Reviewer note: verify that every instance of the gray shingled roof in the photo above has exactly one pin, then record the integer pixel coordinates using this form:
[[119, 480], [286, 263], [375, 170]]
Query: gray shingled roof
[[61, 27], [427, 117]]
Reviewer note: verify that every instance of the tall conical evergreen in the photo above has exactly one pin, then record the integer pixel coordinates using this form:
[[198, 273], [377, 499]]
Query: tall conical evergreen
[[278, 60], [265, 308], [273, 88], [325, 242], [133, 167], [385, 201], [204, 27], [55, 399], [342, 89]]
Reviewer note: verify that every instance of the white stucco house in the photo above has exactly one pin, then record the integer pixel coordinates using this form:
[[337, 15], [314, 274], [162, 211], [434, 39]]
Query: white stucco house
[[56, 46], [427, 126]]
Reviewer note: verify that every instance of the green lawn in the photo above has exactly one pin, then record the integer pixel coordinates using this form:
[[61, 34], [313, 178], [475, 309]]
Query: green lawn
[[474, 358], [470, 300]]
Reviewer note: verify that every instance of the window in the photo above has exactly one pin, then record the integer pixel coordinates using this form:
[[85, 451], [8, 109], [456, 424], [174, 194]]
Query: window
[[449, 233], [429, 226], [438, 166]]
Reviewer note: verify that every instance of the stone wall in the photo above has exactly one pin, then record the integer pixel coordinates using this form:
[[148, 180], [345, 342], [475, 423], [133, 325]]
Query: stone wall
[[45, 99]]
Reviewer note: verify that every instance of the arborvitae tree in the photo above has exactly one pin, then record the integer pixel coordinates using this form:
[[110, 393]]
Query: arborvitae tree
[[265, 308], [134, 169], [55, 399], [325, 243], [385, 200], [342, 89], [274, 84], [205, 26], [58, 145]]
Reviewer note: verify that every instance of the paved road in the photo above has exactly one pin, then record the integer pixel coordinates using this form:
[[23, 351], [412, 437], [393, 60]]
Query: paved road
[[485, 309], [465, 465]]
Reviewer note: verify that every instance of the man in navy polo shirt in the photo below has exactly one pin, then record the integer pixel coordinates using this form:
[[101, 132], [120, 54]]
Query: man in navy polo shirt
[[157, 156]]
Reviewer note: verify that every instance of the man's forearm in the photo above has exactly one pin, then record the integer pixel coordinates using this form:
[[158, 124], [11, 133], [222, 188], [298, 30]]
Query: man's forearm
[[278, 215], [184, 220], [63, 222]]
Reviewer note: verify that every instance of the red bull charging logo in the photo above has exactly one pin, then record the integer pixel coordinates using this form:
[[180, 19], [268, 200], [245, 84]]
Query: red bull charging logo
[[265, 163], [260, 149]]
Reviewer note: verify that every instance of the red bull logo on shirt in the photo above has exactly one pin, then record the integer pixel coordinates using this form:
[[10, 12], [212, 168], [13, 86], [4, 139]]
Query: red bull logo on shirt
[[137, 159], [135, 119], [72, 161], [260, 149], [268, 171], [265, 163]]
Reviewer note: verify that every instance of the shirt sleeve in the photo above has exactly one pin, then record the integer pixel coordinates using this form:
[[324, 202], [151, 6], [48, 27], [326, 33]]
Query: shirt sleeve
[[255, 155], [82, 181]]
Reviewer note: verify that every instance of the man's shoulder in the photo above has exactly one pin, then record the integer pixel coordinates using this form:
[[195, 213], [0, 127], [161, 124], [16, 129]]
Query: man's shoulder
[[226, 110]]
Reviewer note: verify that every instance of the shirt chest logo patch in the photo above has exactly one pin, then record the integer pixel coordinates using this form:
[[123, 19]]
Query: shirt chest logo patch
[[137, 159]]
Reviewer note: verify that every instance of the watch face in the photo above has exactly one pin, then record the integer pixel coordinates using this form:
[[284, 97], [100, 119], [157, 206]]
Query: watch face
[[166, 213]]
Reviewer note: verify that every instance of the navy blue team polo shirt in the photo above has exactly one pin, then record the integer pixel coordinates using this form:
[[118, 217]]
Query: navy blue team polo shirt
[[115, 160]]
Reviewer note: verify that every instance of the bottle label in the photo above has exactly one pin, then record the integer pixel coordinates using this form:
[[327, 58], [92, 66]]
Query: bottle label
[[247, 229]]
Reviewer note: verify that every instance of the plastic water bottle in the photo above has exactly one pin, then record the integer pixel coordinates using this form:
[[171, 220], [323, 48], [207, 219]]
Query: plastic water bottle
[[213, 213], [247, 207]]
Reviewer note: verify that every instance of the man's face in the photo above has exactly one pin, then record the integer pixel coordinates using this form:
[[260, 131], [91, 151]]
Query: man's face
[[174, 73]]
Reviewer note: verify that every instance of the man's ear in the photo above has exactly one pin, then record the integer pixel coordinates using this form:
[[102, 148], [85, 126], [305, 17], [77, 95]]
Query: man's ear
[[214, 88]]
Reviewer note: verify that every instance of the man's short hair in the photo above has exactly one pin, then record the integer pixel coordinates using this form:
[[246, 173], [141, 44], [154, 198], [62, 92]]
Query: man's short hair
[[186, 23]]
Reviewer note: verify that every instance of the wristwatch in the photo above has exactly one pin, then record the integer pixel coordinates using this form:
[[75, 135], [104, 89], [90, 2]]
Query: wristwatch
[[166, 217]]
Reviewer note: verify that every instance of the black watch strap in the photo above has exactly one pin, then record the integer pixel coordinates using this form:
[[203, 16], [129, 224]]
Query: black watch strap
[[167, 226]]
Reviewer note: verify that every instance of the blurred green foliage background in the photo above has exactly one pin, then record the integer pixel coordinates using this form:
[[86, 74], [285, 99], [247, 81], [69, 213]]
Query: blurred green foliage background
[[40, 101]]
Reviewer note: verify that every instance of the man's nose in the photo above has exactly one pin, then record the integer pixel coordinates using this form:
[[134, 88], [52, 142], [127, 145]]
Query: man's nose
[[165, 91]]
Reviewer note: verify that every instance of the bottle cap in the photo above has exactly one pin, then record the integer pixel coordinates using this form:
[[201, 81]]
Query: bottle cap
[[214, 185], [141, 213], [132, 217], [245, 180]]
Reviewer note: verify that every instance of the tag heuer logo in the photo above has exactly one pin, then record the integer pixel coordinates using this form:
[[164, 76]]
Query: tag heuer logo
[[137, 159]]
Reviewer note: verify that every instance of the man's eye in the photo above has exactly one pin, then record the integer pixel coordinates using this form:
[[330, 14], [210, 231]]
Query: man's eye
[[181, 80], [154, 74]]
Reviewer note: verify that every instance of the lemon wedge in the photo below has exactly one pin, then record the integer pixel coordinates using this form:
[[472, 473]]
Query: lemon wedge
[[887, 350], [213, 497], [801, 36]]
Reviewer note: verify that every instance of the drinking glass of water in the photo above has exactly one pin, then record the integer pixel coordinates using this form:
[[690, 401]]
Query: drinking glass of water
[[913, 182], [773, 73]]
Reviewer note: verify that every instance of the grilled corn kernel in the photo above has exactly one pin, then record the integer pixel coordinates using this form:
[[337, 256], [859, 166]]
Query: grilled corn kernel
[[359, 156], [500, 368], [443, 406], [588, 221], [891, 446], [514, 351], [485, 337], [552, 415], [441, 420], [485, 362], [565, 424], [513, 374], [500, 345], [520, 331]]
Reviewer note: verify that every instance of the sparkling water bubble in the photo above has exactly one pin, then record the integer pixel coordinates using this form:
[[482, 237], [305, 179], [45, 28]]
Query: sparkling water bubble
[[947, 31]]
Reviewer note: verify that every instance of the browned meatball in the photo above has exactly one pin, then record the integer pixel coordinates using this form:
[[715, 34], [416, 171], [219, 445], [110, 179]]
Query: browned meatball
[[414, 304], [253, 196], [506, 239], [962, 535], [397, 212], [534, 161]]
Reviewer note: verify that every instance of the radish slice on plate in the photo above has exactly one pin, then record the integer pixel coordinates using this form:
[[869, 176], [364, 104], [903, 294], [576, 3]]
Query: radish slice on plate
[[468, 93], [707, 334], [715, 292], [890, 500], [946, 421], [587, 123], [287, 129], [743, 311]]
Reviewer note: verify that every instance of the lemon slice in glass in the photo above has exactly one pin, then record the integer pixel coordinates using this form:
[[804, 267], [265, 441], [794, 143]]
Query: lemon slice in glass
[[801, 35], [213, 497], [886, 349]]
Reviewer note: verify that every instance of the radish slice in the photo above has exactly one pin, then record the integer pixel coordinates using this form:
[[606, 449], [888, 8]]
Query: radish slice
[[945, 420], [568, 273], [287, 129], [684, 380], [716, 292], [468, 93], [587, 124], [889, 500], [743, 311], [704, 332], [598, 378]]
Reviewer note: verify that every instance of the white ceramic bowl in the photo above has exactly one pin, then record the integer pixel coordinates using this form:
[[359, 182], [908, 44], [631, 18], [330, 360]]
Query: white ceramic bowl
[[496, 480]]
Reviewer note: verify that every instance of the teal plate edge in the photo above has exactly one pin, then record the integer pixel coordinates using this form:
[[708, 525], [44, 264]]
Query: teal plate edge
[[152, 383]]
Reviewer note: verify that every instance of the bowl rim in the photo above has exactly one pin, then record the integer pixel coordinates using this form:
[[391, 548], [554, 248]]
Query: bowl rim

-*-

Set task: Include both ends. Return the line holding "Reviewer note: verify that every instance of the lemon slice" and all lines after it in the records above, exactly as written.

Output of the exercise:
Reviewer note: verify that every instance of the lemon slice in glass in the photo above has exactly one pin, then record the integer pixel coordinates using this form:
[[804, 267], [265, 441], [794, 143]]
Query: lemon slice in glass
[[801, 35], [213, 497], [886, 349]]
Reviewer note: verify that every instance of the radish slice in the photo above has exactly one pin, then record the integer pixel coordinates using this form:
[[606, 449], [888, 8]]
Query: radish slice
[[945, 420], [568, 273], [287, 129], [684, 380], [716, 292], [468, 93], [587, 124], [889, 500], [743, 311], [704, 332], [598, 378]]
Reviewer note: verify that every instance of the white ceramic bowl in the photo above has exactly one pin, then record the integer pixel coordinates using this form:
[[359, 182], [908, 44], [631, 18], [330, 360]]
Query: white ceramic bowl
[[496, 480]]
Reviewer note: verify that every instance of the teal plate edge in the photo above has exactly one pin, then record the integer pixel coordinates using this form:
[[708, 525], [44, 264]]
Query: teal plate edge
[[152, 383]]
Reviewer note: verify that every instance of the bowl rim in the photo above has exactly one pin, then record the integer pixel coordinates using this form:
[[391, 548], [554, 248]]
Query: bowl rim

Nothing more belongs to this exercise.